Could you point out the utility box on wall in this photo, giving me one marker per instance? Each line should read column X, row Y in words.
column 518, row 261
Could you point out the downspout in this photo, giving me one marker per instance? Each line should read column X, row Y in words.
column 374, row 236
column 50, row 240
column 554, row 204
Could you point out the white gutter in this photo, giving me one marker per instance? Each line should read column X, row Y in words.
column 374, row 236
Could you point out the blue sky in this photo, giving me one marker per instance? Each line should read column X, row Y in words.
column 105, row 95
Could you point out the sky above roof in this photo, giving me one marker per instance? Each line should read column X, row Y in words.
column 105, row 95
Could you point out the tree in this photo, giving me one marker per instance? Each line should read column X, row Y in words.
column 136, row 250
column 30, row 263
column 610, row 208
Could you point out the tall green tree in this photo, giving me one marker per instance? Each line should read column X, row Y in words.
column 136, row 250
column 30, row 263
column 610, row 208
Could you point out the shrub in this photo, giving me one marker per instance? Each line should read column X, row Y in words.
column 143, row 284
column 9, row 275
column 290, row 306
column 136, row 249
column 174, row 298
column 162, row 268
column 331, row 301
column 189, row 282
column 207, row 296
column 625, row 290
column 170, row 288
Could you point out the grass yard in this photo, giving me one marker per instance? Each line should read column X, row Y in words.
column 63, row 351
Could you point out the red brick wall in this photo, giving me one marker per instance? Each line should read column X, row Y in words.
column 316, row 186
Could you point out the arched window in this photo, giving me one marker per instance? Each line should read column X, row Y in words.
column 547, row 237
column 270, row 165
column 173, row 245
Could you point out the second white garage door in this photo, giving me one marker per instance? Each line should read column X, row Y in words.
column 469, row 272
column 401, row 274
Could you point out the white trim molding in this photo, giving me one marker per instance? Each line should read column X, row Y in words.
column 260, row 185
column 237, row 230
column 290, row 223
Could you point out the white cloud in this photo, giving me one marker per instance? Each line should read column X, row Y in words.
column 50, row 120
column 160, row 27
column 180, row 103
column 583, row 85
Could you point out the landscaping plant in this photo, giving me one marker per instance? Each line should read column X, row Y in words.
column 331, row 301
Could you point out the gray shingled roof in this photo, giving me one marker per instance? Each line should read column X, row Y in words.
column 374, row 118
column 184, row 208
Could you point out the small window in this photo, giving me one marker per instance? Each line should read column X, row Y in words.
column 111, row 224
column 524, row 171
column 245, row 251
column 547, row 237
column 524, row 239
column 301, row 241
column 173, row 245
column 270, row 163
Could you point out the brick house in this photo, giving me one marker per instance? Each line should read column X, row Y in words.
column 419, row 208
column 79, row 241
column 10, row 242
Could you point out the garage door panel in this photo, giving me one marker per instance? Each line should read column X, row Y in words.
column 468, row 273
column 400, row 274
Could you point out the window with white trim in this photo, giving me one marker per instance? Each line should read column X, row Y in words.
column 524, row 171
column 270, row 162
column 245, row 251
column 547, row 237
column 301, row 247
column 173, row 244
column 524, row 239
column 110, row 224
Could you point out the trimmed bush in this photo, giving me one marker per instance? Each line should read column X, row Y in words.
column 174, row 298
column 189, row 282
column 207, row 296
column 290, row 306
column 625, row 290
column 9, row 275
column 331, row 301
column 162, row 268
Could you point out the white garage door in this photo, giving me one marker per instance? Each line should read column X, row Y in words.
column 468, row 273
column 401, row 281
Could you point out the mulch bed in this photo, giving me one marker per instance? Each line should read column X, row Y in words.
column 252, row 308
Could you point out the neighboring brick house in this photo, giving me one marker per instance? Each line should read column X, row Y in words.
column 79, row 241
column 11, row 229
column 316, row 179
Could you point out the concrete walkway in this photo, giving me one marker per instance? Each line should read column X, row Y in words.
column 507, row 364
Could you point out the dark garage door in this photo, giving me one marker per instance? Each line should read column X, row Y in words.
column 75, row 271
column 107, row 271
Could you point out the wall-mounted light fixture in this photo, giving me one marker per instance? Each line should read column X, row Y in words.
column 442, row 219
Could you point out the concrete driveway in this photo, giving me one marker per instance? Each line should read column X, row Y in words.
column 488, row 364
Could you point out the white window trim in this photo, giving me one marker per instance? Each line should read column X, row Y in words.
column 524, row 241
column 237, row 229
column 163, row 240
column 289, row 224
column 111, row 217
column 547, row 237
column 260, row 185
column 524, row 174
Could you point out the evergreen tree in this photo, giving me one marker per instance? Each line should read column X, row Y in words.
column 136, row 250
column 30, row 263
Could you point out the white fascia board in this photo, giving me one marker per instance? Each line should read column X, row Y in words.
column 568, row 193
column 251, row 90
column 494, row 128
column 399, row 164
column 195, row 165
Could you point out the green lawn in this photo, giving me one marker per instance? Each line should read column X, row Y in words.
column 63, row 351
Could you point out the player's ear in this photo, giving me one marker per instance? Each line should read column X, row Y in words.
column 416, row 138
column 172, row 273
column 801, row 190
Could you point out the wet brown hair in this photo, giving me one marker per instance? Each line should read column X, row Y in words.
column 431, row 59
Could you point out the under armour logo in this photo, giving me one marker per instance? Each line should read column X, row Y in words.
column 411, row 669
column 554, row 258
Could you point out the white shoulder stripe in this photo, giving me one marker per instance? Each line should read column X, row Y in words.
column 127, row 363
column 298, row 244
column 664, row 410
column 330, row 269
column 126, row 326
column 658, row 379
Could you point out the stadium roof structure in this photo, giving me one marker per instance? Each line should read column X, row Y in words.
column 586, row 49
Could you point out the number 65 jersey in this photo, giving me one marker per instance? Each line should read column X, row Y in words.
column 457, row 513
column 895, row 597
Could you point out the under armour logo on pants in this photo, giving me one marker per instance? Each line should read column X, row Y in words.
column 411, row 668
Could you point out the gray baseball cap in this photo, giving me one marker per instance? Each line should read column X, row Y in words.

» THE PROBLEM
Copy every line above without altering a word.

» SOLUTION TO THE PROBLEM
Could you point out the utility box on wall in this photo, giving me one marker per instance? Each line should read column X, row Y in words.
column 518, row 261
Could you point out the downspout in this photo, giving me one marker per instance? Each line should read column X, row Y in words.
column 374, row 236
column 50, row 240
column 554, row 204
Could you point out the white gutter in this photo, giving me one marker per instance? Each line should read column X, row Y in words.
column 374, row 236
Could you point out the blue sky in this photo, giving me one marker per instance? Each line should read column X, row Y in words.
column 105, row 95
Could you point out the sky above roof in this photo, giving me one marker per instance? Each line should read column X, row Y in words.
column 105, row 95
Could you point out the tree in this photo, giving me one marker per instance? Each line should read column X, row Y in words.
column 136, row 250
column 30, row 263
column 610, row 208
Could you point out the tall green tree in this photo, giving me one marker per instance? Each line should read column X, row Y in words.
column 136, row 250
column 30, row 263
column 610, row 208
Could you point out the shrub in this photo, giving me one marker per instance? Each line should read column X, row Y in words.
column 143, row 284
column 9, row 275
column 290, row 306
column 136, row 249
column 174, row 298
column 162, row 268
column 331, row 301
column 189, row 282
column 207, row 296
column 625, row 290
column 170, row 288
Could you point out the grass yard in this photo, giving me one marker per instance? Each line should read column X, row Y in words.
column 63, row 351
Could you point out the red brick wall in this photo, giving me one marker per instance? Each line should read column X, row Y in words.
column 316, row 186
Could you point out the arched window in this photo, giving me one marker per instance? Each line should read column X, row Y in words.
column 547, row 237
column 270, row 165
column 173, row 245
Could you point out the second white garage door in this photo, giving me one marker per instance? Each line should read column X, row Y in words.
column 469, row 272
column 401, row 274
Could you point out the white trim molding in this photo, giving me one marker per instance? Each line should read column X, row Y in words.
column 260, row 185
column 237, row 230
column 290, row 223
Could you point out the white cloud in this photo, giving me one marker per instance? Each line should read column X, row Y in words.
column 50, row 120
column 160, row 27
column 180, row 103
column 583, row 85
Could you point out the landscaping plant in this photo, giving me one marker per instance? Each line should read column X, row Y in words.
column 331, row 301
Could you point out the gray shingled roof in this photo, giving me one marker per instance? Each line should read column X, row Y in words.
column 374, row 118
column 184, row 208
Could you point out the small window in this photo, giving me one marker per instance? Each line should read column X, row Y in words.
column 111, row 224
column 524, row 171
column 245, row 251
column 547, row 237
column 524, row 239
column 301, row 241
column 173, row 245
column 270, row 163
Could you point out the brick house in this photo, giving me one marker per instance? Each line should read column X, row Y in words.
column 419, row 208
column 79, row 241
column 10, row 242
Could you point out the garage door panel in this photo, giving me one marker per instance? Each line should read column X, row Y in words.
column 468, row 273
column 400, row 274
Could you point out the window with white trim in this photo, giving me one marker per instance? Each line should read column X, row Y in words.
column 524, row 171
column 270, row 162
column 245, row 251
column 547, row 237
column 301, row 247
column 173, row 244
column 524, row 239
column 110, row 224
Could you point out the trimmed bush in this photo, giving me one marker per instance? Each line should read column X, row Y in words.
column 174, row 298
column 189, row 282
column 207, row 296
column 290, row 306
column 625, row 290
column 9, row 275
column 331, row 301
column 162, row 268
Could you point out the white garage door in this photo, giving me one marker per instance? Each line should read column X, row Y in words.
column 468, row 273
column 401, row 281
Could you point out the mulch bed in this photo, giving me one marker per instance? Each line should read column X, row Y in words.
column 252, row 308
Could you point out the neighboring brick house in this photo, giving me one marker per instance? Each line should read column X, row Y in words.
column 79, row 241
column 11, row 229
column 316, row 179
Could you point out the concrete walkway in this photo, giving me one marker per instance? Each line should read column X, row Y in words.
column 507, row 364
Could you point out the dark garage door in this photo, giving me one marker per instance? Each line should read column X, row Y in words.
column 75, row 271
column 107, row 271
Could you point out the wall-mounted light fixture in this photo, giving me one marker per instance? Each line should read column X, row Y in words.
column 442, row 219
Could you point out the concrete driveway in this photo, giving me one marker per instance? Each line should read column X, row Y in words.
column 488, row 364
Could you point out the white window trim in this photo, giving me one marker per instance? Each line should read column X, row Y in words.
column 524, row 241
column 237, row 229
column 163, row 240
column 289, row 224
column 111, row 217
column 547, row 237
column 260, row 185
column 524, row 174
Could you point out the evergreen tree in this photo, giving me one marker per instance? Each line should read column X, row Y in words.
column 136, row 250
column 30, row 263
Could you point out the white fascia board in this photo, giving me one marker per instance? Each line should read column X, row Y in words.
column 568, row 193
column 251, row 90
column 494, row 128
column 399, row 164
column 195, row 165
Could you point out the green lawn in this photo, giving me one marker per instance? Each line should read column X, row Y in words.
column 63, row 351
Could you point out the player's ear in this photo, giving me one marker per instance? Each line should read column X, row Y in words.
column 416, row 138
column 172, row 273
column 801, row 190
Could you point out the wet brown hair in this photo, giving me one marker per instance? Each line should read column X, row Y in words.
column 431, row 59
Could you point out the under armour logo in this photo, giving me one marker per instance? Each line should read column X, row Y in words.
column 411, row 669
column 554, row 258
Could you point out the white shoulder stripe in this photo, giving me one marker per instance? Each line should read column X, row Y in words.
column 127, row 363
column 298, row 244
column 664, row 410
column 330, row 269
column 126, row 326
column 658, row 379
Could you point out the stadium roof structure in this photo, giving me one marker per instance? Each line should read column X, row Y in words.
column 586, row 49
Could you point out the number 65 jersey in this photo, giving me one marker per instance? Each line should read column X, row Y in words.
column 457, row 513
column 895, row 597
Could you point out the under armour logo on pants in this photo, giving me one marker per instance? Each line should read column X, row Y in words.
column 411, row 668
Could you point out the gray baseball cap in this photo, giving me one marker per instance? Each line should read column X, row Y in words.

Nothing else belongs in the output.